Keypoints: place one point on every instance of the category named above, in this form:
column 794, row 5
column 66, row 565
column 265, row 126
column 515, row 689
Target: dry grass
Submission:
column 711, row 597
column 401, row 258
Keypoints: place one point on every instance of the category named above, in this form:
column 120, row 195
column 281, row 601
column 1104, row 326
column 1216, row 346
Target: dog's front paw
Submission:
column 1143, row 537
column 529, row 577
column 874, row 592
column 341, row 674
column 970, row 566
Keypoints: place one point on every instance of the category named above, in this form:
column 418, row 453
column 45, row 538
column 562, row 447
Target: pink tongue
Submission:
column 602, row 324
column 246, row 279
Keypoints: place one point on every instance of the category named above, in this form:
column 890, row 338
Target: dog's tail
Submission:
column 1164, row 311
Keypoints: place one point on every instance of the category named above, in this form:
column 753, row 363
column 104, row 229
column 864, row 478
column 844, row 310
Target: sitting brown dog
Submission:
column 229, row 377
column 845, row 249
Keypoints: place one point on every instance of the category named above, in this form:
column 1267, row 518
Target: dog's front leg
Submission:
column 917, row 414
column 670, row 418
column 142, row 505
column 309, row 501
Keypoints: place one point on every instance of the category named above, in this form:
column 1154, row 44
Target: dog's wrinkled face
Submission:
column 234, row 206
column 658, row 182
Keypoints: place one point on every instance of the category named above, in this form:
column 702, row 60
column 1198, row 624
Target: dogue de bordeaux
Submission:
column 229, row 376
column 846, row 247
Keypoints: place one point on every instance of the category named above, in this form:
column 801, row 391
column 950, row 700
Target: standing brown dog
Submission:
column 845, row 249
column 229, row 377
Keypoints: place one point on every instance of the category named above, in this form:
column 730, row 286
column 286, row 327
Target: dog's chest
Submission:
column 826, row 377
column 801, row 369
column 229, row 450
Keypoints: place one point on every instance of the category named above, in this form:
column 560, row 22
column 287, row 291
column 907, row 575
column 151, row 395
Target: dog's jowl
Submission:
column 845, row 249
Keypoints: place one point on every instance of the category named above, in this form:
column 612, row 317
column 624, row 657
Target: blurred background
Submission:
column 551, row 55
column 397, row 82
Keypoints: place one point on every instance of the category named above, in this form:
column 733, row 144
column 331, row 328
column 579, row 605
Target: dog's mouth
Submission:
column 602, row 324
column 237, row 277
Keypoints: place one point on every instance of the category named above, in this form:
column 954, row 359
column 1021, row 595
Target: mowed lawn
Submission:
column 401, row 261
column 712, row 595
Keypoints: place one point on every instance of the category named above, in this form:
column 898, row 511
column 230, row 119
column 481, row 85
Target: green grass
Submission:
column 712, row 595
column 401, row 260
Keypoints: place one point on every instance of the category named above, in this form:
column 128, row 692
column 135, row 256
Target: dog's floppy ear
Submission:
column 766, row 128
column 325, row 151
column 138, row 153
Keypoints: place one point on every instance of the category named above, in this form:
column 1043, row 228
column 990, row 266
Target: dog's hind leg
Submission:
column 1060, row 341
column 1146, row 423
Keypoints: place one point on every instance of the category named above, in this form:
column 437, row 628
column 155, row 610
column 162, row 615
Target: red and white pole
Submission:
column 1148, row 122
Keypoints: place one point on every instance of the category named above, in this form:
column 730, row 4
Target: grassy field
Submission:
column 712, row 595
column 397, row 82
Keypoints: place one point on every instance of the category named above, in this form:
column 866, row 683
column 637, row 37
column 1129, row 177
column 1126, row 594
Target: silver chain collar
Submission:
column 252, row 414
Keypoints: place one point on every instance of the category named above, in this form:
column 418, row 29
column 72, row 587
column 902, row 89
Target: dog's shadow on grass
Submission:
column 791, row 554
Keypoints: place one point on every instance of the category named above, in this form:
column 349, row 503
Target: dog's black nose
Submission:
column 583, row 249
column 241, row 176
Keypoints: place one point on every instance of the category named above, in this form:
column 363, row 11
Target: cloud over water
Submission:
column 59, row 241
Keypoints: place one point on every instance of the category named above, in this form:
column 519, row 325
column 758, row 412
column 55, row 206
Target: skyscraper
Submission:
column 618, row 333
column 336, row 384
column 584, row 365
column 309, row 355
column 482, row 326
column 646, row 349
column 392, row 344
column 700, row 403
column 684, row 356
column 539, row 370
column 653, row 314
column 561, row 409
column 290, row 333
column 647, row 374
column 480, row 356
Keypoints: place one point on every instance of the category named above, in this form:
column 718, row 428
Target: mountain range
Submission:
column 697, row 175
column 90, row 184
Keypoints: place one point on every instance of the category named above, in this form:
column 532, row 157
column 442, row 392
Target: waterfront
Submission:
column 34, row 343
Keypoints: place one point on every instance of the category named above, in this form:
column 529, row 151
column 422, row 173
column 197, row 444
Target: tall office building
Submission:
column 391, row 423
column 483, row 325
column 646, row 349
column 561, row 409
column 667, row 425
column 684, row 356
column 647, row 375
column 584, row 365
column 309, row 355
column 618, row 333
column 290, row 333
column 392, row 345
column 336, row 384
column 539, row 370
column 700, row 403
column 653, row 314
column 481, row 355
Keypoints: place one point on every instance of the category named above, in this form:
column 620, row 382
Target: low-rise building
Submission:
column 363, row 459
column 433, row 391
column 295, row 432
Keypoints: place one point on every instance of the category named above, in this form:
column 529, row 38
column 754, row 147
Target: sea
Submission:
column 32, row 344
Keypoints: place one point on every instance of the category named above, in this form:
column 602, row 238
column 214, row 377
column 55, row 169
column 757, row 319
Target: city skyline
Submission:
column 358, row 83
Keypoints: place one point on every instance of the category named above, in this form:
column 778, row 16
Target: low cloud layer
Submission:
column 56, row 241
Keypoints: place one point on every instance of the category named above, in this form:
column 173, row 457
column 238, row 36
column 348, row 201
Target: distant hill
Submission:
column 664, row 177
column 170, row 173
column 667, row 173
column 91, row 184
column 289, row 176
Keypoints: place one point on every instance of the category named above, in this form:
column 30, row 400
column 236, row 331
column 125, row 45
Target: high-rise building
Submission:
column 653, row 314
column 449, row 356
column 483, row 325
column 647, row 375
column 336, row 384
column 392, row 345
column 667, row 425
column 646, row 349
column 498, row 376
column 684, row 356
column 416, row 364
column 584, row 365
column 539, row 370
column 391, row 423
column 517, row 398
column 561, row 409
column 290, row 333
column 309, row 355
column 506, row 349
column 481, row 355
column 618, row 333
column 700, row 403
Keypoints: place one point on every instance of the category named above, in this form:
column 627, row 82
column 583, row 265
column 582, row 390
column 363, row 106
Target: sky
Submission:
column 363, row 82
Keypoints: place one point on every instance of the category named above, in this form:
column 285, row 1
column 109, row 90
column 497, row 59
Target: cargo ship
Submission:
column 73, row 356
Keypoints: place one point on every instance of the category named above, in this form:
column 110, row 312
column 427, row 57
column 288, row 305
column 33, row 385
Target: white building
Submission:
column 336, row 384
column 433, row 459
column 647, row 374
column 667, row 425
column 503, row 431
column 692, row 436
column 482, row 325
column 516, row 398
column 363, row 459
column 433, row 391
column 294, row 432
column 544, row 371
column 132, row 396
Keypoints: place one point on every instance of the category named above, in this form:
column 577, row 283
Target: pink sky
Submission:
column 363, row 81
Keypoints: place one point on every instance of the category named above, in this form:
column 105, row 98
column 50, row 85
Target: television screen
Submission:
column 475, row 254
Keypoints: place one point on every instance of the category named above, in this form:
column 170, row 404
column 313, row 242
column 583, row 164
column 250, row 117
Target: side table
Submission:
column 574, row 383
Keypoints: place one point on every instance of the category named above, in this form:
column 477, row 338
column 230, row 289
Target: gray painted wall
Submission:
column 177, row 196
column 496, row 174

——

TASK DESCRIPTION: Copy all lines from the material that hold "rise".

SOLUTION FOR THIS TASK:
Target: low-rise building
Target: high-rise building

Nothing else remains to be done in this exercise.